#### Problem:
Reproduce the material below, swapping "thickest part" for "widest part" wherever it occurs and leaving everything else unchanged.

Entries drawn from a collection

· · ·

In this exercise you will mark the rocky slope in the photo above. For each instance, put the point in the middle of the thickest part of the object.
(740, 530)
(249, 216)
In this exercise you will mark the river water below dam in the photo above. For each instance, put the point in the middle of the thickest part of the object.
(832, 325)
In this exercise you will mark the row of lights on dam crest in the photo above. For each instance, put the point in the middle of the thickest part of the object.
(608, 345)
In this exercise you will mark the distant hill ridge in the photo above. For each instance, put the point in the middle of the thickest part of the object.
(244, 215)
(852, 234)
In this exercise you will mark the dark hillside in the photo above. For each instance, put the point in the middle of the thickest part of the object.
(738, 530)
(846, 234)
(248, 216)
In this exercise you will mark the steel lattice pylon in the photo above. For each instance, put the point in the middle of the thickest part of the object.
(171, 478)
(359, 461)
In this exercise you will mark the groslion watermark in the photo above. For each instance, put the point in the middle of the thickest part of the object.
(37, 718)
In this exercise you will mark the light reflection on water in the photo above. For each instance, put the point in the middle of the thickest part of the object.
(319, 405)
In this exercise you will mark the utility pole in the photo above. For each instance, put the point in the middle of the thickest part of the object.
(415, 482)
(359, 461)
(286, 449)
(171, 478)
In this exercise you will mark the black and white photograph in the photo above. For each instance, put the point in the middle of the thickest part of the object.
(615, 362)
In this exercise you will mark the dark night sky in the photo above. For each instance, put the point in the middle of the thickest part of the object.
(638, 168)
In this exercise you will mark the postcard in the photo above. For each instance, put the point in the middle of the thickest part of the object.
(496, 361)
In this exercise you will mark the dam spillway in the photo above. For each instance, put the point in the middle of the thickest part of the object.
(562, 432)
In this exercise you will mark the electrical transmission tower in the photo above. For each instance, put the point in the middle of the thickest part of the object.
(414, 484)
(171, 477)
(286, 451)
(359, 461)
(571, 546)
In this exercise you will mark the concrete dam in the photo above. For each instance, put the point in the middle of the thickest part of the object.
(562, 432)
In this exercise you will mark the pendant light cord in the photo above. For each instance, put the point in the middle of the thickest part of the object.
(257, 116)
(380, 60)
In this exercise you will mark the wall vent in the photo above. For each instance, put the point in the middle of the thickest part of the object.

· · ·

#### The response:
In this exercise you will mark the rocky slope in the photo above. For each instance, put the point in the middle of the widest part of the object.
(740, 530)
(249, 216)
In this exercise you will mark the river water below dam in the photo above. For each instance, put the point in the middle of the widest part of the object.
(832, 325)
In this exercise you will mark the row of lights on dam crest in the photo above. For each instance, put the point in the middle of the widest part of the object.
(608, 345)
In this exercise you will mark the distant hill ridge in the photo above. For each instance, put the point in the middle of the widest part of the object.
(244, 215)
(852, 234)
In this exercise you will mark the dark hillside in the photo above. For each instance, put the point in the middle of the widest part of the object.
(738, 530)
(846, 234)
(248, 216)
In this exercise you will mark the steel lattice pylon in the photo above. For each instance, put the point in the middle of the widest part of the object.
(171, 478)
(359, 461)
In this exercise you will mark the groslion watermark in the photo above. For each instance, put the point in the middle of the widest part of the object.
(37, 718)
In this exercise you will mark the light reflection on water in the photo above. For each instance, put the point in the middle of the widest part of the object.
(319, 405)
In this exercise you will mark the utility pole in the photo above. For each instance, put the point in the middle of the widest part of the object.
(415, 482)
(359, 461)
(286, 449)
(171, 478)
In this exercise you will mark the black and white photograph in the photo above. For each instance, put the point in the middle of the widest part of the object.
(615, 362)
In this exercise you will mark the dark night sky in the photo above. For each instance, put the point in the middle of the widest part of the object.
(638, 168)
In this exercise you will mark the postcard in the photo above. For each instance, put the point in the middle of the widest part of the object.
(496, 361)
In this exercise you will mark the dam spillway in the photo above. For each instance, put the point in the middle of the widest part of the object.
(562, 432)
In this exercise you will mark the electrical transmission tower in the photo above. For each instance, put the point in the middle of the widest part of the object.
(414, 484)
(171, 477)
(286, 451)
(359, 461)
(571, 546)
In this exercise you will mark the concrete dam in the photo above. For each instance, put the point in the middle of the widest part of the object.
(562, 432)
In this exercise you will mark the pendant light cord in the photo above. For each instance, put the point in the middle of the widest part of the object.
(257, 116)
(380, 60)
In this exercise you will mark the wall vent in the photo above. For each instance, put the point in the middle of the widest part of the object.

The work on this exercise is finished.